• _Passage to read_

-*-*-

[ale] Server room issues

Jeff Hubbs hbbs at comcast.net
Thu Apr 22 09:42:34 EDT 2004


Also - a "crash cart" with LCD monitor, keyboard, and mouse affixed to
it!

On Thu, 2004-04-22 at 09:33, Dow Hurst wrote:
> Someone added that having enough room in the server room to have a moveable 
> cart on big rubber wheels is very convenient.  You can wheel to the rack your 
> working on and use as a bench as well as a cart.  I like the cover over the 
> main kill switch.
> Dow
> 
> 
> Jim Popovitch wrote:
> > Excellent write-up Dow.  I only have one point to add.... ALWAYS put a
> > plastic cover over the big red manual power kill switch, and for
> > sanity's sake: locate the switch at maximum arm-length away from exit
> > doors so as to make it highly inconvenient for contractors to hang their
> > jacket on. :)
> > 
> > -Jim P.
> > 
> > On Thu, 2004-04-22 at 02:37, Dow Hurst wrote:
> > 
> >>Here is a not so condensed listing of some advice from the list and others. 
> >>Read this as a rundown of a particular installation with some thoughts 
> >>injected.  I'd appreciate comments or advice if you want to add anything.

-*-*-

• _Tasks to complete_
[a] Could you print, word for word, the part of the server room thread that opens with the words containing "[ale] Server room" and closes with "main kill switch."?
[b] Which devices does the server room thread say should be affixed to a crash cart?

Collected data
-*-*-

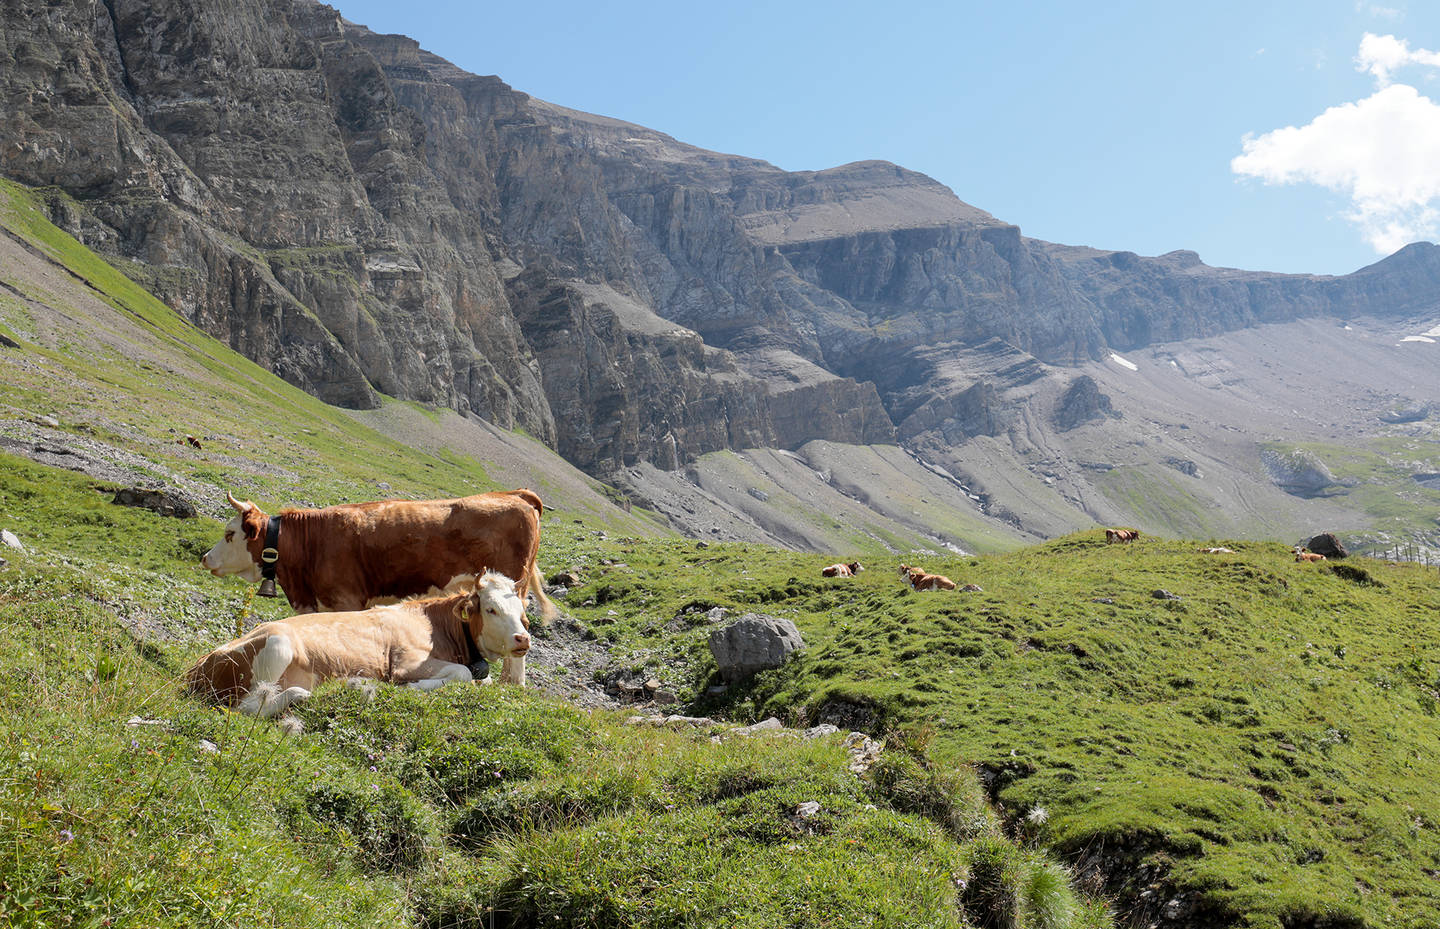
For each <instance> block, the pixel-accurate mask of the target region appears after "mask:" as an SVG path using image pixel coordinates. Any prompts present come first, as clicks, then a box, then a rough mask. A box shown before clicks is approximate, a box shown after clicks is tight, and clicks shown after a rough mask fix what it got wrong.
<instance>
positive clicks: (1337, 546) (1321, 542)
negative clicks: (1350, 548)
mask: <svg viewBox="0 0 1440 929" xmlns="http://www.w3.org/2000/svg"><path fill="white" fill-rule="evenodd" d="M1305 547H1306V549H1309V550H1310V552H1315V553H1316V555H1323V556H1325V557H1346V556H1349V552H1346V550H1345V546H1344V544H1342V543H1341V540H1339V539H1338V537H1336V536H1335V533H1320V534H1319V536H1312V537H1310V540H1309V542H1306V543H1305Z"/></svg>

-*-*-

• _Answers for each item_
[a]
[ale] Server room issues

Jeff Hubbs hbbs at comcast.net
Thu Apr 22 09:42:34 EDT 2004


Also - a "crash cart" with LCD monitor, keyboard, and mouse affixed to
it!

On Thu, 2004-04-22 at 09:33, Dow Hurst wrote:
> Someone added that having enough room in the server room to have a moveable 
> cart on big rubber wheels is very convenient.  You can wheel to the rack your 
> working on and use as a bench as well as a cart.  I like the cover over the 
> main kill switch.

[b]
- LCD monitor
- keyboard
- mouse